» WHAT NEEDS TO BE DONE: Please copy all of the records below, reproducing every line without any change.

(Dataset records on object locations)
+ + + + + + +
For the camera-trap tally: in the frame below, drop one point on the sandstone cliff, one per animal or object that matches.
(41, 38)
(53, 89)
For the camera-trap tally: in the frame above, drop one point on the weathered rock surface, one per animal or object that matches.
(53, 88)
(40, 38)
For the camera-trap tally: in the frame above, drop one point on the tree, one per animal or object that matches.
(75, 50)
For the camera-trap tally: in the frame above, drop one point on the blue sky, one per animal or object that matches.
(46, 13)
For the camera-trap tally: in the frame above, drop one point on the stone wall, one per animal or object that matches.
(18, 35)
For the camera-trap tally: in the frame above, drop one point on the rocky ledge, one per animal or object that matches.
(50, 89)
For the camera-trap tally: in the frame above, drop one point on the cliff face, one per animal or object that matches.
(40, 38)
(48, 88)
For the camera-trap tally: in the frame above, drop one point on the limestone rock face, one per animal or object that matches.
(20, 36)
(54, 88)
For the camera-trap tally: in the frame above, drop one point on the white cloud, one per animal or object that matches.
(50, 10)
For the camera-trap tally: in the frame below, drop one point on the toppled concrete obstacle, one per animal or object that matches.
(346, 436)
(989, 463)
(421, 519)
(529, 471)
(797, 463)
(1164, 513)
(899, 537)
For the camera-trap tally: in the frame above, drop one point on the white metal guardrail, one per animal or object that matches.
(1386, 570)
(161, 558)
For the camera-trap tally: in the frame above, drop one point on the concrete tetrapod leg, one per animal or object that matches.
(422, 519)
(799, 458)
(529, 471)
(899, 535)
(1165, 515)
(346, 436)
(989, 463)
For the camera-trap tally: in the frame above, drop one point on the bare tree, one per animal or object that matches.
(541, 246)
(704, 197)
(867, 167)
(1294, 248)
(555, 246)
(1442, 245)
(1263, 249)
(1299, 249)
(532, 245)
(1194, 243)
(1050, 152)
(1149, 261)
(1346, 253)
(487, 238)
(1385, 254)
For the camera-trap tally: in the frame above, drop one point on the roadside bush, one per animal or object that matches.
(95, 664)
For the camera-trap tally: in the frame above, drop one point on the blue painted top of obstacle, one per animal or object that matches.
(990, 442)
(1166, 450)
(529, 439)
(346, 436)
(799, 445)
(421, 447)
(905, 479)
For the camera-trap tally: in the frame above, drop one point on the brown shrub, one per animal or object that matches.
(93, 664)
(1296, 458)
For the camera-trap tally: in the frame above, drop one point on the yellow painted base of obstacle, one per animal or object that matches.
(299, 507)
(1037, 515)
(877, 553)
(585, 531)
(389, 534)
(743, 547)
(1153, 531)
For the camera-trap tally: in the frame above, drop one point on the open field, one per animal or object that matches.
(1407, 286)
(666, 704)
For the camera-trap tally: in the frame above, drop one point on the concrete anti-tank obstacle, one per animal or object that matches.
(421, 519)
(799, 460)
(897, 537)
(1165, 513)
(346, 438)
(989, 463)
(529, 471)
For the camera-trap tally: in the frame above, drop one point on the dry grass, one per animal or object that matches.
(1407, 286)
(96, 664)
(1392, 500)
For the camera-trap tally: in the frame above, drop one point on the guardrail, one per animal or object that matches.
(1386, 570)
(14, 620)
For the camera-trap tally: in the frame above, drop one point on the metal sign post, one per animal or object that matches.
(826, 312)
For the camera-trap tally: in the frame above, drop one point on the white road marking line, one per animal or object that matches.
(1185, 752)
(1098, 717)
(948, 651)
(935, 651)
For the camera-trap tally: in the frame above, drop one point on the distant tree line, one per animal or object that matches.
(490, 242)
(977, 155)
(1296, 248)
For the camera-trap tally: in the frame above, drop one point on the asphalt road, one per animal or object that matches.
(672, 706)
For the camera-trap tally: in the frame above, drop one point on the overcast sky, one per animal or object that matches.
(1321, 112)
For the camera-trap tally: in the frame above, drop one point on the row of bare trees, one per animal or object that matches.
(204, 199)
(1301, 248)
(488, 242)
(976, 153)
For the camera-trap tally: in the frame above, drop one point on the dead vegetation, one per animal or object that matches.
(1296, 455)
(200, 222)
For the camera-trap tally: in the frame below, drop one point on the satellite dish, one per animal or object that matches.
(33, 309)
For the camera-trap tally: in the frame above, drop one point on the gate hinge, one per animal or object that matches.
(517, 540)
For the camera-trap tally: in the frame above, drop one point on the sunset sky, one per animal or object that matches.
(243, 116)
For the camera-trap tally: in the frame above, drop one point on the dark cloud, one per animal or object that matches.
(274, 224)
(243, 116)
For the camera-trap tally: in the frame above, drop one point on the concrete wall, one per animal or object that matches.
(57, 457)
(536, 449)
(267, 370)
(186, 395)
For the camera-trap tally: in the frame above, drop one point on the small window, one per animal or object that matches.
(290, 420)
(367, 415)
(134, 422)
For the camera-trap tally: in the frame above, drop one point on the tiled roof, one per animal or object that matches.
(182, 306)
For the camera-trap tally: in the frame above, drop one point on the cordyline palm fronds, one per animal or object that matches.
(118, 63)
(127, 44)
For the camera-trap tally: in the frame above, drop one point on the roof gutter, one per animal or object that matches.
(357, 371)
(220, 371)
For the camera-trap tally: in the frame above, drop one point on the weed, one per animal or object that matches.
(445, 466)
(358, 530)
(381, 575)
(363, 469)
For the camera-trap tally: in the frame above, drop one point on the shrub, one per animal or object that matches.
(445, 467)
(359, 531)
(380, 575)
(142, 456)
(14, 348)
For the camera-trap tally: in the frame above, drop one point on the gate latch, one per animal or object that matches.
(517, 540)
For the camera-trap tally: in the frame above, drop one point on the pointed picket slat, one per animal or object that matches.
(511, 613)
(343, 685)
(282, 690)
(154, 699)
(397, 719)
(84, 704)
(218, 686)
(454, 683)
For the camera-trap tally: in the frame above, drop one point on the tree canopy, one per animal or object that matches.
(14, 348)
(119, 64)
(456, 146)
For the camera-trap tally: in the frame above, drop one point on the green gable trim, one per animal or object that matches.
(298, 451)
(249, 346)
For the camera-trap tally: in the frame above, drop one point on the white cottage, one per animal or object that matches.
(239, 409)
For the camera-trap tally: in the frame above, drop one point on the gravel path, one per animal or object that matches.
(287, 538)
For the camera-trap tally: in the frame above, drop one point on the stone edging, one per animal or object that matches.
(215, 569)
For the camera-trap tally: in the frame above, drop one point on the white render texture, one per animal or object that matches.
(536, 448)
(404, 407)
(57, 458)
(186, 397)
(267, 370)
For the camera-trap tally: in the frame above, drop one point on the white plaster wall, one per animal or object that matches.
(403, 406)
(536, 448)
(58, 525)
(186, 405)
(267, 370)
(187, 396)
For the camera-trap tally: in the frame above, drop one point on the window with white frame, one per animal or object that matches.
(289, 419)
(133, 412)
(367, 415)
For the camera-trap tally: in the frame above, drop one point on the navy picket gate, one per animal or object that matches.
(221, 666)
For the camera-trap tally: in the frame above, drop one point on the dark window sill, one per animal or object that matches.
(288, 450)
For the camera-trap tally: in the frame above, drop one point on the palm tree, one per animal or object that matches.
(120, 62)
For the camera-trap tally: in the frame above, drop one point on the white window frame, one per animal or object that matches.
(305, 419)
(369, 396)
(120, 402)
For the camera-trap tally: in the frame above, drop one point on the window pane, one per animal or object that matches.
+ + + + + + +
» SOLVED PROBLEM:
For the camera-trap tally: in the frame below, drop one point on the sandstone cliff, one per animal or object that matches.
(41, 38)
(53, 89)
For the camera-trap tally: in the frame above, drop one point on the weathered rock surface, one per animal or object that matches.
(53, 88)
(40, 38)
For the camera-trap tally: in the frame above, drop one point on the tree, one per animal or object that matches.
(75, 50)
For the camera-trap tally: in the frame above, drop one point on the blue sky, one per animal or object that matches.
(46, 13)
For the camera-trap tally: in the frame above, drop one point on the stone wall, one per animal or object that matches.
(18, 35)
For the camera-trap tally: in the frame above, drop one point on the rocky ledge, one per animal or object that matches.
(50, 89)
For the camera-trap tally: in the frame above, drop one point on the cliff face, one per animal or object that matches.
(40, 38)
(48, 88)
For the camera-trap tally: in the frame above, drop one point on the limestone rock face, one per animal or object that matches.
(20, 36)
(54, 88)
For the camera-trap tally: in the frame above, drop one point on the white cloud, one per animal or object that matches.
(50, 10)
For the camera-trap tally: in the frame below, drop one point on the toppled concrete obstacle, one per animal or object that matches.
(346, 436)
(989, 463)
(421, 519)
(529, 471)
(797, 463)
(1164, 513)
(899, 537)
For the camera-trap tally: in the frame above, drop one point on the white metal guardrail, one per animal or object that matches.
(1386, 570)
(161, 558)
For the camera-trap tally: in the frame above, drop one point on the concrete tetrapod leg, one per animal or object that matches.
(422, 519)
(799, 458)
(529, 471)
(899, 535)
(1165, 515)
(346, 436)
(989, 463)
For the camera-trap tally: in the frame above, drop one point on the bare tree, one per animal or object that matches.
(541, 246)
(704, 197)
(867, 167)
(1294, 248)
(555, 246)
(1442, 245)
(1263, 249)
(1299, 249)
(532, 245)
(1194, 243)
(1050, 152)
(1149, 261)
(1346, 253)
(487, 238)
(1385, 254)
For the camera-trap tally: in the frame above, drop one point on the roadside bush, one per animal or object that matches.
(95, 664)
For the camera-trap tally: in the frame above, drop one point on the blue painted top of obstacle, one per animal or object that matches.
(990, 442)
(1166, 450)
(529, 439)
(346, 436)
(799, 445)
(421, 447)
(905, 479)
For the camera-trap tally: in the frame above, drop one point on the brown shrub, one per animal or object that matches.
(93, 664)
(1296, 458)
For the camera-trap tally: in the frame above, drop one point on the yellow painted base of obstacle, one per animal or object that matches.
(299, 507)
(1037, 515)
(877, 553)
(585, 531)
(389, 534)
(743, 547)
(1153, 531)
For the camera-trap tally: in the frame above, drop one point on the open field, one per animal or object that matches.
(1407, 286)
(666, 704)
For the camera-trap tally: in the frame above, drop one point on the concrete anti-tank obstacle, one per animal or object that matches.
(421, 519)
(799, 460)
(897, 537)
(1165, 513)
(346, 438)
(989, 463)
(529, 471)
For the camera-trap tally: in the frame above, drop one point on the dry grass, one per animal or object that matches.
(1407, 286)
(96, 664)
(1392, 500)
For the camera-trap tally: in the frame above, drop one point on the guardrail, one per animal or object that matches.
(1386, 570)
(14, 620)
For the camera-trap tally: in the frame above, drop one point on the metal sign post, one per animal or object that matches.
(826, 312)
For the camera-trap tally: in the frame above, drop one point on the white road marking line, one per animal or object that matches.
(1185, 752)
(1098, 717)
(948, 651)
(935, 651)
For the camera-trap tally: in the frame above, drop one point on the distant tree line, one per animal or object that matches.
(490, 242)
(977, 155)
(1296, 248)
For the camera-trap tally: in the frame above, drop one point on the asphalt road, one per animal or object that matches.
(672, 706)
For the camera-trap tally: in the frame above, drop one point on the overcast sky, one per animal or object that matches.
(1321, 112)
For the camera-trap tally: in the frame above, drop one point on the row of bare trees, one per animal or object that matches.
(204, 199)
(1301, 248)
(488, 242)
(976, 153)
For the camera-trap tally: in the frame above, drop one point on the dead vegetation, one per animal or object that matches.
(1296, 455)
(200, 222)
For the camera-trap tally: in the frame below, drop one point on the satellite dish, one per animal or object that matches.
(33, 309)
For the camera-trap tally: in the frame above, drop one point on the gate hinge, one per animal or object that matches.
(517, 540)
For the camera-trap tally: in the frame above, drop one point on the sunset sky, one per animal or object that matches.
(243, 116)
For the camera-trap tally: in the frame above, drop one point on the dark cloud, one per animal or object that matches.
(274, 224)
(243, 116)
For the camera-trap tally: in the frame above, drop one point on the concrete wall, one per animal or object that matches.
(57, 457)
(536, 449)
(267, 370)
(186, 395)
For the camera-trap tally: in the frame above, drop one point on the small window, one per animal or object that matches.
(290, 420)
(367, 415)
(134, 422)
For the camera-trap tally: in the frame above, drop one point on the tiled roof, one per animal or object that matches.
(182, 306)
For the camera-trap tally: in the frame above, drop one point on the cordyline palm fronds, one per animal or object that matches.
(118, 63)
(127, 44)
For the camera-trap tally: in the frame above, drop one point on the roof gutter, one per animal or object that matches.
(357, 371)
(220, 371)
For the camera-trap tally: in the frame above, drop one point on the weed, one per animal or object that matches.
(445, 466)
(358, 530)
(381, 575)
(363, 469)
For the camera-trap tally: in the frame above, drop one point on the shrub, one per animal or object that matches.
(445, 467)
(359, 531)
(380, 575)
(142, 456)
(14, 348)
For the camera-trap tally: in the frame above, drop one point on the gate latch, one per animal or object that matches.
(517, 540)
For the camera-trap tally: in the frame above, drop one point on the pointed picket slat, one per animal or object that matches.
(511, 613)
(343, 685)
(282, 690)
(154, 699)
(397, 719)
(84, 704)
(218, 686)
(454, 683)
For the camera-trap tally: in the frame above, drop one point on the tree canopy, one per animal or object that matches.
(14, 348)
(119, 64)
(456, 146)
For the camera-trap tally: in the frame above, drop one point on the green gable trim, one per animal or object that matches.
(298, 451)
(249, 346)
For the camera-trap tally: in the frame above, drop one point on the white cottage, one per animal or object that matches.
(239, 409)
For the camera-trap tally: in the frame above, drop one point on the gravel path, one per animal or object that matches.
(287, 538)
For the camera-trap tally: in the frame above, drop one point on the stone edging, one per animal or object that matches.
(215, 569)
For the camera-trap tally: in the frame above, drop one point on the white render texture, one per animal or object that matches.
(536, 448)
(404, 407)
(57, 458)
(186, 397)
(267, 370)
For the camera-trap tally: in the frame above, drop one point on the white plaster wall, one per animal or object that matches.
(403, 406)
(536, 448)
(58, 525)
(186, 405)
(267, 370)
(187, 396)
For the camera-trap tally: in the frame above, drop one point on the window with white frame, one per animal or object that matches.
(289, 419)
(133, 412)
(367, 415)
For the camera-trap tally: in the frame above, drop one point on the navy picket gate, one per animal or object that matches.
(221, 666)
For the camera-trap tally: in the frame above, drop one point on the dark window sill, one per animal or object that matches.
(288, 450)
For the camera-trap tally: in the frame above, drop one point on the palm tree, one per animal or object that matches.
(120, 62)
For the camera-trap tally: in the frame above, drop one point on the white window frame, one per animal or object that matches.
(305, 419)
(369, 396)
(120, 402)
For the camera-trap tally: in the frame above, drop one point on the window pane, one per animal or object that matches.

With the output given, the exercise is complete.